» Provided data
▼

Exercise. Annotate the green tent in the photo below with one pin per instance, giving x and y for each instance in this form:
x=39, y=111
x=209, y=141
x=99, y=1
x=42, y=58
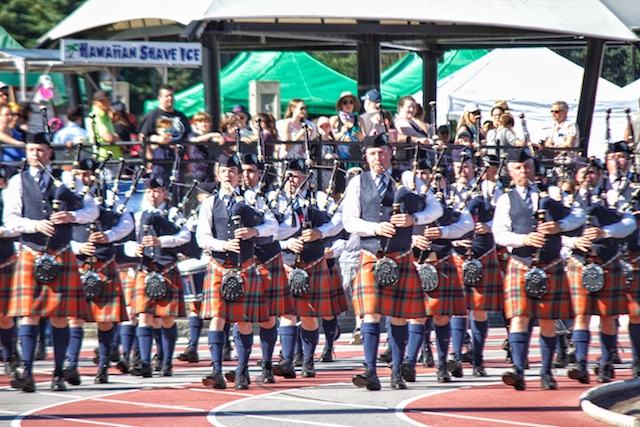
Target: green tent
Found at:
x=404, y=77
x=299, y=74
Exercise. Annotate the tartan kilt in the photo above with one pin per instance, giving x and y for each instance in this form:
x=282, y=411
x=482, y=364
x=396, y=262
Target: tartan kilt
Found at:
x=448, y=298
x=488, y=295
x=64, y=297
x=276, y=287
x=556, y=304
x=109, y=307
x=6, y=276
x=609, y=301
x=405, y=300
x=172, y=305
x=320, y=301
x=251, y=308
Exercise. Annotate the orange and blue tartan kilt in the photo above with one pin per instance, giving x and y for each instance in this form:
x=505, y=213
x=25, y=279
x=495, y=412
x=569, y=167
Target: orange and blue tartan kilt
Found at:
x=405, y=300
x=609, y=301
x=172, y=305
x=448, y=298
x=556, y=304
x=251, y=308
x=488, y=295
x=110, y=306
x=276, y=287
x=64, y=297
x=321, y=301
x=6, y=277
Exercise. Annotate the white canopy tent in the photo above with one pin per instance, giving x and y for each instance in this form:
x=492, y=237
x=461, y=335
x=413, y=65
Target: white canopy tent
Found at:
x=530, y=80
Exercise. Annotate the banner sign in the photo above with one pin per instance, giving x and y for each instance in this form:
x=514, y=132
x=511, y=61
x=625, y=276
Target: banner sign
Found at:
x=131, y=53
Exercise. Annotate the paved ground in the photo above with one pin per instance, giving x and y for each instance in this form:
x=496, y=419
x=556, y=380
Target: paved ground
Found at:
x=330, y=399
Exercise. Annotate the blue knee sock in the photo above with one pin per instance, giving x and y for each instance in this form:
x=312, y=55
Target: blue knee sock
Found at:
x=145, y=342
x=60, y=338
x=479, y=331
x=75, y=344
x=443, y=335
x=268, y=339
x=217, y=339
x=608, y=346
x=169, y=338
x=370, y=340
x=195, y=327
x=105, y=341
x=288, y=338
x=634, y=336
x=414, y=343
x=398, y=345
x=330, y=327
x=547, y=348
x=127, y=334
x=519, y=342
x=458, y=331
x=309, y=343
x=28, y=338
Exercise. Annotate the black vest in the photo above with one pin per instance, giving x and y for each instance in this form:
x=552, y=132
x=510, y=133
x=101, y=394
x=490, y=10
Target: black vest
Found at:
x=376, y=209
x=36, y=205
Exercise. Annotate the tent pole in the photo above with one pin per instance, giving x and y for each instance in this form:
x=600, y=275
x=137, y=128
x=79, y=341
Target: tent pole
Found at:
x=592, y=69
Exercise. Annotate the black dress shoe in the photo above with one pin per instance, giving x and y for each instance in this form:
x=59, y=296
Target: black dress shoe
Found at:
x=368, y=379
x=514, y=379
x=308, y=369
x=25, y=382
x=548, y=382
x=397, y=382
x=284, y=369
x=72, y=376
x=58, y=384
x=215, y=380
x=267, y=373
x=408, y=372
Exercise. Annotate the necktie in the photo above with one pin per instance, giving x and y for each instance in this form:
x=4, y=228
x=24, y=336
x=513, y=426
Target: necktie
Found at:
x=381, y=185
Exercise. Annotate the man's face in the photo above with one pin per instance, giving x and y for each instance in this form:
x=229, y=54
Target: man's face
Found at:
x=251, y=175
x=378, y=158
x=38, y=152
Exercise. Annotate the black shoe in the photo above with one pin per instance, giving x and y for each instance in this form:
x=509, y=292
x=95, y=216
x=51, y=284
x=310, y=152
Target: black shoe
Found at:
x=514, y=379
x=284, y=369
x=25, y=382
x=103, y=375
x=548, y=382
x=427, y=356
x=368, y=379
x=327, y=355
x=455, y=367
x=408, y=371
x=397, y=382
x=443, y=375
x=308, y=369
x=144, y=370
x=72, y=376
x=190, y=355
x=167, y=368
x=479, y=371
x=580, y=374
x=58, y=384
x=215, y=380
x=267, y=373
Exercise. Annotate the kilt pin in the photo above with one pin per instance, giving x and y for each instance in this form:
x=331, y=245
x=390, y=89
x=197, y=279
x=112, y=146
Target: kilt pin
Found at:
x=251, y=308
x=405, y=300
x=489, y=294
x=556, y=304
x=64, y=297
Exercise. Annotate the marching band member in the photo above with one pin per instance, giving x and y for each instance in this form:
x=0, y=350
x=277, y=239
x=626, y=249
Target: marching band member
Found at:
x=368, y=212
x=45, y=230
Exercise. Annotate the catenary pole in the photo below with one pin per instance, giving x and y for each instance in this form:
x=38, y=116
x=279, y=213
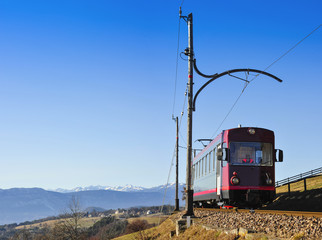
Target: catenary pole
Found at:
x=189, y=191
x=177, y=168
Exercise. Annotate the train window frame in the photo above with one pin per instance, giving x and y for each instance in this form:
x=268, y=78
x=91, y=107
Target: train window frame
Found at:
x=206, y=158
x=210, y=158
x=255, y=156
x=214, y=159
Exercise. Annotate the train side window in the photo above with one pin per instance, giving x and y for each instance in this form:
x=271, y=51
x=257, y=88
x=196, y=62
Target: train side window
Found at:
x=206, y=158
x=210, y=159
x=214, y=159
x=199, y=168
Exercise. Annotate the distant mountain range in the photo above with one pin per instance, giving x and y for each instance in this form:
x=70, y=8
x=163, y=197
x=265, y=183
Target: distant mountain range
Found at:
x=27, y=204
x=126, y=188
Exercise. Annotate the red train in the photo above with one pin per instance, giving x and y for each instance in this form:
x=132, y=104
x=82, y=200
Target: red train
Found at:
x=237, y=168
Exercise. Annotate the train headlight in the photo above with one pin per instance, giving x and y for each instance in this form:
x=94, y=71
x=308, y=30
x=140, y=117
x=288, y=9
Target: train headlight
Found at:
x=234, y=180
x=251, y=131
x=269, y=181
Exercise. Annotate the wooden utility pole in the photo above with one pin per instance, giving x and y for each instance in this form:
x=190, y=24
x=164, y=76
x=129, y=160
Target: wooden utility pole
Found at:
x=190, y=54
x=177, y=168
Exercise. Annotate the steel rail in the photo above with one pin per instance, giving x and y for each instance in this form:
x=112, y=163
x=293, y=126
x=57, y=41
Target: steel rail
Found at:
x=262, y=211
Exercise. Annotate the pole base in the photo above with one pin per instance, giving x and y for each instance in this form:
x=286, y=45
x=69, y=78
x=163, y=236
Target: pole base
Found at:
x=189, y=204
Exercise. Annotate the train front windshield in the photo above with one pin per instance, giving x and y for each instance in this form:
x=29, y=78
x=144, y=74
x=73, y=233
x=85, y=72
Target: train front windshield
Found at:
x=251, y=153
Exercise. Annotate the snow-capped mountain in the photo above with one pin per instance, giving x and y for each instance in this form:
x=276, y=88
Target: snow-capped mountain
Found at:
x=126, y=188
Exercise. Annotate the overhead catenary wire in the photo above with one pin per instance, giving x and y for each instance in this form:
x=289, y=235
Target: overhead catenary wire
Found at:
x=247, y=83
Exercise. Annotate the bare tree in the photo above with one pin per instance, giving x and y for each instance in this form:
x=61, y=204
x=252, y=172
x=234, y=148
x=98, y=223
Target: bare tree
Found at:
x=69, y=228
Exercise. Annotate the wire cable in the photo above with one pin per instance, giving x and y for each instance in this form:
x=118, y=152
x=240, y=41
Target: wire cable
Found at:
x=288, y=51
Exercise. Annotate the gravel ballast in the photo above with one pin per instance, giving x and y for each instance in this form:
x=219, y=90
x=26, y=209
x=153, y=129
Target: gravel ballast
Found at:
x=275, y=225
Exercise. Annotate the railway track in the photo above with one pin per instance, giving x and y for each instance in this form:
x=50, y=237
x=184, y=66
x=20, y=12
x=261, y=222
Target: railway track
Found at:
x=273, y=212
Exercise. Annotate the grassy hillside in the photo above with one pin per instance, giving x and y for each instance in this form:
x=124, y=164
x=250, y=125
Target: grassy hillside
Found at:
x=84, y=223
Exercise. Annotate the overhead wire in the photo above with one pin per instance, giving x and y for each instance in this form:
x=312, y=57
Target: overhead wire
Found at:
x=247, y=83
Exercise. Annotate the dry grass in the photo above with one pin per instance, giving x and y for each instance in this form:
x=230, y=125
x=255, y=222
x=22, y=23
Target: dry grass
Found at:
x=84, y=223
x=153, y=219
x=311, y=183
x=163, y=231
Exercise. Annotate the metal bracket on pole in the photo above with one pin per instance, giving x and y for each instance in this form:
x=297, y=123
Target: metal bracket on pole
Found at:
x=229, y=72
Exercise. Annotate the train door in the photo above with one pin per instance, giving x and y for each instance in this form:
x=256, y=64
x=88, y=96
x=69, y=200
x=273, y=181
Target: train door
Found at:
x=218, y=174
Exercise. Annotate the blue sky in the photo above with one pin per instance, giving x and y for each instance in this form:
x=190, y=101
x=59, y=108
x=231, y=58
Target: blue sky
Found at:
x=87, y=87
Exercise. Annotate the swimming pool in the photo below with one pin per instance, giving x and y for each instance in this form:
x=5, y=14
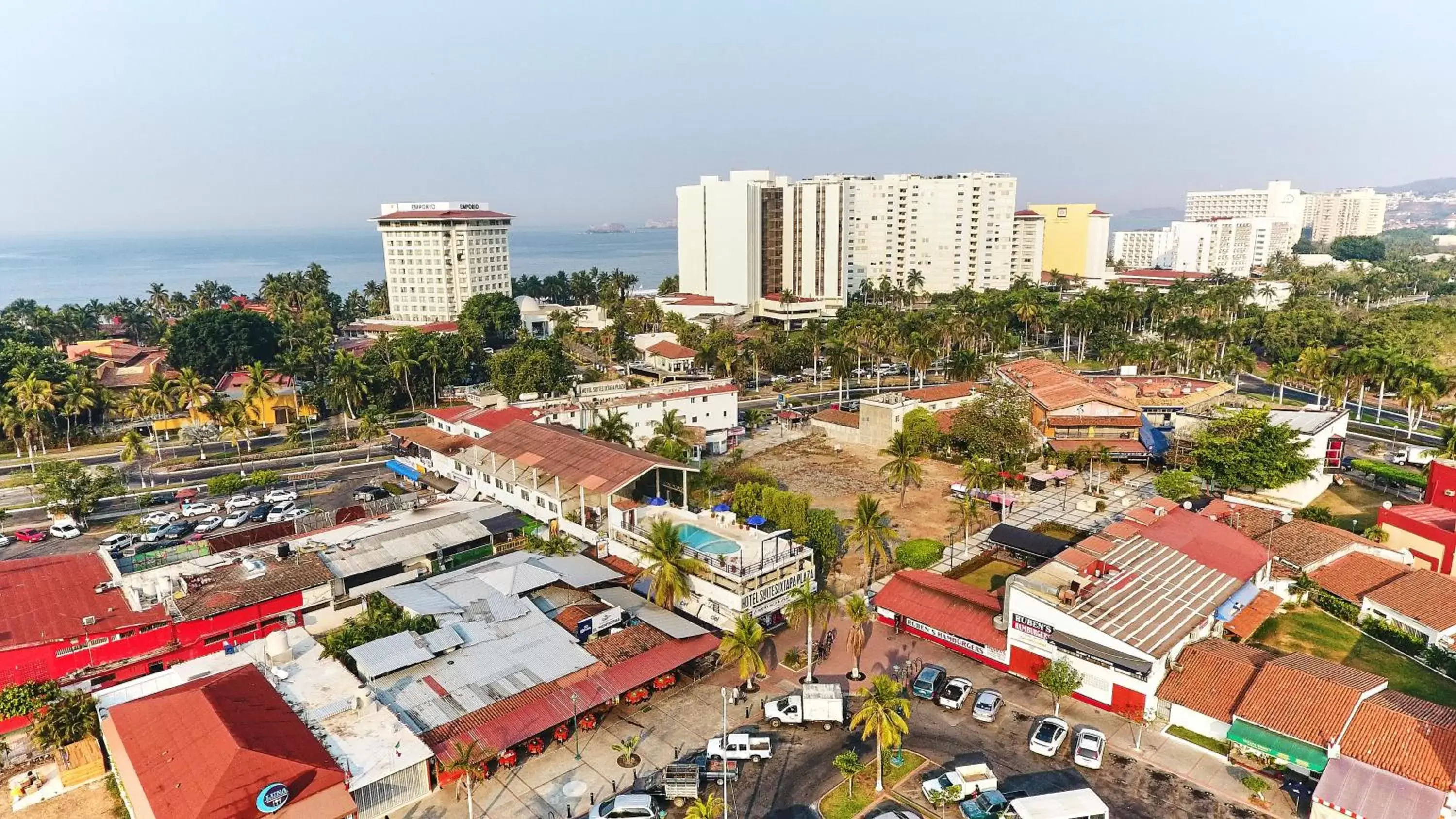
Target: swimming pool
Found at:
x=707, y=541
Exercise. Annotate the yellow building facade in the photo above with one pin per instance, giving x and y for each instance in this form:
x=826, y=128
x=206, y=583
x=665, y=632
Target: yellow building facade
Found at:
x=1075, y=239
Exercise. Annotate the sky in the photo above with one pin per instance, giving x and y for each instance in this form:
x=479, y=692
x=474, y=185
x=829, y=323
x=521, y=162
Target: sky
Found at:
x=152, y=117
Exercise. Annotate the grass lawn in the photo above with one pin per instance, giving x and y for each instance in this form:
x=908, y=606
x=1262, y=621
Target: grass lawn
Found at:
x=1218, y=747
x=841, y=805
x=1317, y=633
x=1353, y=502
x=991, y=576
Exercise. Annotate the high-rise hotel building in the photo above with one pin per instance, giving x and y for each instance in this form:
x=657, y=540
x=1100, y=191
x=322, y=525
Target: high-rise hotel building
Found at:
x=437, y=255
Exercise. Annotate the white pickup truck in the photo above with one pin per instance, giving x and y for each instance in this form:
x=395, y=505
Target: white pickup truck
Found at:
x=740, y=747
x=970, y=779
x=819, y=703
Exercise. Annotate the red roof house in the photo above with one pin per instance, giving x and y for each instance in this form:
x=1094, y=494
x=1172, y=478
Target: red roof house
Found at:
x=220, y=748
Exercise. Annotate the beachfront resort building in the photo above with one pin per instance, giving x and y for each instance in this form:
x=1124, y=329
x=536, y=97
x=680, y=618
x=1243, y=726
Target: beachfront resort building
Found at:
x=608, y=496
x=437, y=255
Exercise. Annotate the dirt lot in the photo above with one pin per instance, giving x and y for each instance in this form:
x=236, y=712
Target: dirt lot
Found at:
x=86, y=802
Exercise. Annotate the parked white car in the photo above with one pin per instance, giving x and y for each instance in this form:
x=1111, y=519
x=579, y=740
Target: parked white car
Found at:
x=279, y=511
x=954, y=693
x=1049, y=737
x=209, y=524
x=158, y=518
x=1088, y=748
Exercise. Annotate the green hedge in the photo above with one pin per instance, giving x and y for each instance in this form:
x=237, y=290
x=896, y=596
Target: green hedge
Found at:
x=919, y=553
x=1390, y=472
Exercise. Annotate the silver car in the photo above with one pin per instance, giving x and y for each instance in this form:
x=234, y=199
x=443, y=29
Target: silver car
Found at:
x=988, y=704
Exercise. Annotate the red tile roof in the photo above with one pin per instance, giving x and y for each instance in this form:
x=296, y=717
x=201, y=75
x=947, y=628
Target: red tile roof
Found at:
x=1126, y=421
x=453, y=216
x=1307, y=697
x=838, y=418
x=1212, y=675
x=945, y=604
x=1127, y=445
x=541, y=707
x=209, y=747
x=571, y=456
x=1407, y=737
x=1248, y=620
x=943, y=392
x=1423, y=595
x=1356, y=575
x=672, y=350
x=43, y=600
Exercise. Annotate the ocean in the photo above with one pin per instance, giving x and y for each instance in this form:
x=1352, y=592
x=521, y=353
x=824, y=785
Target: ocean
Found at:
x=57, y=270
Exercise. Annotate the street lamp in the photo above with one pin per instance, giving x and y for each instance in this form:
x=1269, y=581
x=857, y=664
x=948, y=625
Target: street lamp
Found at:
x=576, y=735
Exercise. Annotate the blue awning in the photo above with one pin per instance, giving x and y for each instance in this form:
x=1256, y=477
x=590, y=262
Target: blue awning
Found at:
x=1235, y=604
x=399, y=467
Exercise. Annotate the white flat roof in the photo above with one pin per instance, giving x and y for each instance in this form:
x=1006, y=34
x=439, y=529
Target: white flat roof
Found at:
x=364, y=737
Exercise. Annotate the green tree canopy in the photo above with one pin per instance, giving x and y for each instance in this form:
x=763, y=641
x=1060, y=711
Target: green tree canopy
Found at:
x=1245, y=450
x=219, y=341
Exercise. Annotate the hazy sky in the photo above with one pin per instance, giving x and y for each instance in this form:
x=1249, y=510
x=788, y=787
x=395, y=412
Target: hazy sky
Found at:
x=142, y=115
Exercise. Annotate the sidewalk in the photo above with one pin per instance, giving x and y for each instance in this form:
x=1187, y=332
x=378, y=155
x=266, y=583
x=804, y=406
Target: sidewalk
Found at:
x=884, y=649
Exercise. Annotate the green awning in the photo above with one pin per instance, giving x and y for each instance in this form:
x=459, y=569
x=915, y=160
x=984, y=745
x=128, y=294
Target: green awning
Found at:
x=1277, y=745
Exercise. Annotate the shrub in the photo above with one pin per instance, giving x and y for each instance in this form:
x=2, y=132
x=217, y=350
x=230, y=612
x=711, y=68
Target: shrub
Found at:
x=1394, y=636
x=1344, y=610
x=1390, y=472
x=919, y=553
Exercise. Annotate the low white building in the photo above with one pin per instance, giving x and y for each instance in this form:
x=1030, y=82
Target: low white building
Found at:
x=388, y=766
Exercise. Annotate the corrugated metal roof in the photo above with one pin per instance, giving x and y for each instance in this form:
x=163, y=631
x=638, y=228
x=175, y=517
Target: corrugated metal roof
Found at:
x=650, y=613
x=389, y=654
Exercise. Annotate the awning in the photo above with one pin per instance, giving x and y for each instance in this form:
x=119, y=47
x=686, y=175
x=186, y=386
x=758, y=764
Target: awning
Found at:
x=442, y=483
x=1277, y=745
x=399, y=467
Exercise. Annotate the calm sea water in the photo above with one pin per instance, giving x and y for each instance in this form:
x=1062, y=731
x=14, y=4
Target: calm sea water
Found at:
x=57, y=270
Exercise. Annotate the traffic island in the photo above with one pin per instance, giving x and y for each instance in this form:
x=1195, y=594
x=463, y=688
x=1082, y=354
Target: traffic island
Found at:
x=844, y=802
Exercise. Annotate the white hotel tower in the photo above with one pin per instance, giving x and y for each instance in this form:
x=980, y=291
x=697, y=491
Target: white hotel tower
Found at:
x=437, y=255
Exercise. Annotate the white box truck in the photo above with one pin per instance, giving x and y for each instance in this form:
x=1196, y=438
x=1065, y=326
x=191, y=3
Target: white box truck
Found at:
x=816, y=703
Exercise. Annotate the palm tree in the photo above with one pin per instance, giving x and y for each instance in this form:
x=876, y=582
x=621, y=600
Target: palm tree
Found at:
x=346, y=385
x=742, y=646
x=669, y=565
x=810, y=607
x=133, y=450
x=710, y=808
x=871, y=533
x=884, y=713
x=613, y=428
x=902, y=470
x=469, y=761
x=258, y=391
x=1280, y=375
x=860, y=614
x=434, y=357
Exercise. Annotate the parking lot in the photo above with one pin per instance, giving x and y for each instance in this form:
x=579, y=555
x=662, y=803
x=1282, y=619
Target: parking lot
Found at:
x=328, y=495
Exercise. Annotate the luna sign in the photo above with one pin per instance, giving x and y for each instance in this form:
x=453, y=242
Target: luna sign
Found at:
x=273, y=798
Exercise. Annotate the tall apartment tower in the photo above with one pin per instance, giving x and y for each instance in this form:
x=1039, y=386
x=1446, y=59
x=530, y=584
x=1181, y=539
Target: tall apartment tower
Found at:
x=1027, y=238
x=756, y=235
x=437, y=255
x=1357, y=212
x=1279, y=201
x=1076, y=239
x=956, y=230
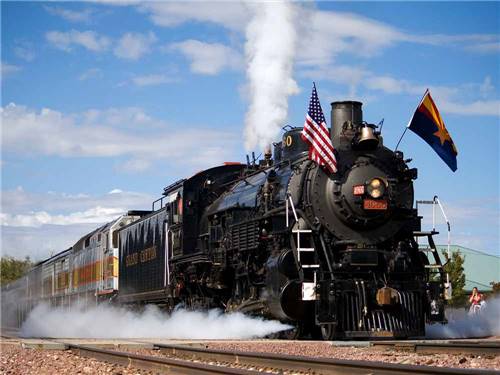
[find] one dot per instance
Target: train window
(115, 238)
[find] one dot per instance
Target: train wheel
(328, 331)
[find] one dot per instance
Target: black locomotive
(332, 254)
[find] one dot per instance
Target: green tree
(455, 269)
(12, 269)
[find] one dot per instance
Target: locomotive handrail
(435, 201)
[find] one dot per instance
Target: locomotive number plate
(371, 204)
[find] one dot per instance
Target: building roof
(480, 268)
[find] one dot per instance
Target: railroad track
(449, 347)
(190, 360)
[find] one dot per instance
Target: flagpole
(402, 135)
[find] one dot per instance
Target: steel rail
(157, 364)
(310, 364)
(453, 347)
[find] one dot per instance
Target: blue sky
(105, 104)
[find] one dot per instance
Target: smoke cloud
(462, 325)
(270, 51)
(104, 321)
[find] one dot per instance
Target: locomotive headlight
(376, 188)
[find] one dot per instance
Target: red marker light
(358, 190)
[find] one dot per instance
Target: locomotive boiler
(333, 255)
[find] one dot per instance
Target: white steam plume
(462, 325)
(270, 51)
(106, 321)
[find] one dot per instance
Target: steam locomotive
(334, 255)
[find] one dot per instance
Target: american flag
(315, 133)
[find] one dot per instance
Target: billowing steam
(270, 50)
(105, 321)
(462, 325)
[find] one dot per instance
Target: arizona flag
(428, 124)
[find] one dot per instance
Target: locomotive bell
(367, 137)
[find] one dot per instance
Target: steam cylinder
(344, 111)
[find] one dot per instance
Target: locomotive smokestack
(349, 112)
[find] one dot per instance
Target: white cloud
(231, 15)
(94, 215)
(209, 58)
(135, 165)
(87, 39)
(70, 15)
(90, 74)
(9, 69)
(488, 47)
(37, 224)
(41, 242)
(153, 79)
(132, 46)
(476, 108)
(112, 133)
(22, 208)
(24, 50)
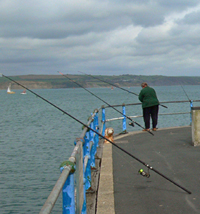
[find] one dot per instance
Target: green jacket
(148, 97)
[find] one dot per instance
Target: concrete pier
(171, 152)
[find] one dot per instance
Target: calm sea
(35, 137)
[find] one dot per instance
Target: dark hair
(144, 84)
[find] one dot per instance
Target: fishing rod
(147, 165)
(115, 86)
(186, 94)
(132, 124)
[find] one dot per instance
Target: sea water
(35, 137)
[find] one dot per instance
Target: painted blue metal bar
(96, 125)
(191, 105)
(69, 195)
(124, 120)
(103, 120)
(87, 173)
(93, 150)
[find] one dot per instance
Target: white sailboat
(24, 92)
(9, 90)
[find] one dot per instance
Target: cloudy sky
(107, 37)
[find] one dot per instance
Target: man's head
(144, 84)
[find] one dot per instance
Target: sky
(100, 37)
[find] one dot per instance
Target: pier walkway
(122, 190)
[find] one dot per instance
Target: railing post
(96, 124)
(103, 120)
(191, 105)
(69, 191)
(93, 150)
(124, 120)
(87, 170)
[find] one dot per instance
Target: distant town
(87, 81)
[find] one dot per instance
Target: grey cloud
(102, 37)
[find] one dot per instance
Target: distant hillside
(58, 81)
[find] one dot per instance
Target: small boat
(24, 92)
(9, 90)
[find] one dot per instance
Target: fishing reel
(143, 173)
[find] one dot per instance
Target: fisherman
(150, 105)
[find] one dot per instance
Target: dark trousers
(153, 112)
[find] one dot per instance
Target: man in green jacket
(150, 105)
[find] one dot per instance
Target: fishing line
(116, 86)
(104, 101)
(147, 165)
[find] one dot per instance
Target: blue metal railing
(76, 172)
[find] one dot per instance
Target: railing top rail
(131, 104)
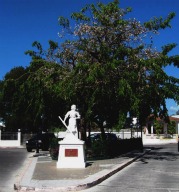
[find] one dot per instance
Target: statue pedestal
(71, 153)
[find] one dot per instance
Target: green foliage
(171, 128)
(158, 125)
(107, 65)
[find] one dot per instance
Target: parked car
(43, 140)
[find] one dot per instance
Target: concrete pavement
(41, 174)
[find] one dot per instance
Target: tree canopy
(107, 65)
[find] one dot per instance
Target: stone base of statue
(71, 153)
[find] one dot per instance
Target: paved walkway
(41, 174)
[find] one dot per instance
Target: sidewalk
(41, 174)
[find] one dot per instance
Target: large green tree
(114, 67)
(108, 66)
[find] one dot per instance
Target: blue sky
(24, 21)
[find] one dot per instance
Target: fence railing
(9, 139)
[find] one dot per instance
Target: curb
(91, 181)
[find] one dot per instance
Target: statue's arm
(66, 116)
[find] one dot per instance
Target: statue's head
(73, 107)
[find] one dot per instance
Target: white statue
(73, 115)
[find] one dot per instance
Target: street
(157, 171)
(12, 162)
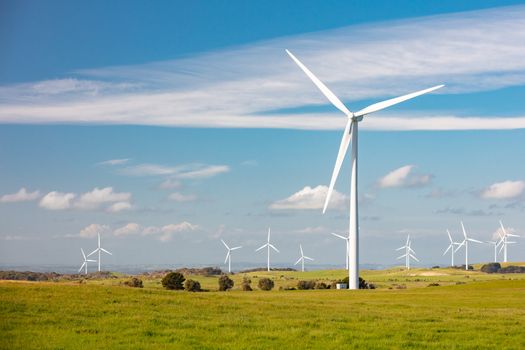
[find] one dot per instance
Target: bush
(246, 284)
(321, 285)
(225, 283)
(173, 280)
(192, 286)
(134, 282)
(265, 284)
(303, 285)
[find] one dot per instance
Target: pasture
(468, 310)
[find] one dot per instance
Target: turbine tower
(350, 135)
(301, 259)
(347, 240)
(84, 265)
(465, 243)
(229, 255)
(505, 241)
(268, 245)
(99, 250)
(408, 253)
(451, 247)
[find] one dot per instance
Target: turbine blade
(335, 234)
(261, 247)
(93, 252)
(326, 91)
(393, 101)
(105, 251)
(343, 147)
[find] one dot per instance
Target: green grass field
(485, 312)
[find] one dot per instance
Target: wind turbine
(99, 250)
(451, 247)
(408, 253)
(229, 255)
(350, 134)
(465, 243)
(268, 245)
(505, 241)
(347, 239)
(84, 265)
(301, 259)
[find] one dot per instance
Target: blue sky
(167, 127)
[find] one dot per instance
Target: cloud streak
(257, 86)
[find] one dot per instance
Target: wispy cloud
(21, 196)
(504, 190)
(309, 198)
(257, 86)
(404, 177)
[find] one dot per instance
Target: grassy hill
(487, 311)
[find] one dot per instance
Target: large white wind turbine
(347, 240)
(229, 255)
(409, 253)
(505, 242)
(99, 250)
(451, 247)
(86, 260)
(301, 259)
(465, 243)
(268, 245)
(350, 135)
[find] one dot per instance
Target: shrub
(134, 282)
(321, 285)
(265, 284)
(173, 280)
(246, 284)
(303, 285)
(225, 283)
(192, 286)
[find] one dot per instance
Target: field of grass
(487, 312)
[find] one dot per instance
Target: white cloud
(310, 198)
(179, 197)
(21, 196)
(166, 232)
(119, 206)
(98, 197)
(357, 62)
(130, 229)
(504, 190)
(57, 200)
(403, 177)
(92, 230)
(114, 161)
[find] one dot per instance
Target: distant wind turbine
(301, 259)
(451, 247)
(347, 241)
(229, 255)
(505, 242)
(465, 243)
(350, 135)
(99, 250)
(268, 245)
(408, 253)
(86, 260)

▲

» Your task
Within the records above, each line containing "railway" is to be returned.

» Task response
Exercise. Annotate the railway track in the photo above with one pin per instance, giving x and y for each instance in this form:
Target: railway track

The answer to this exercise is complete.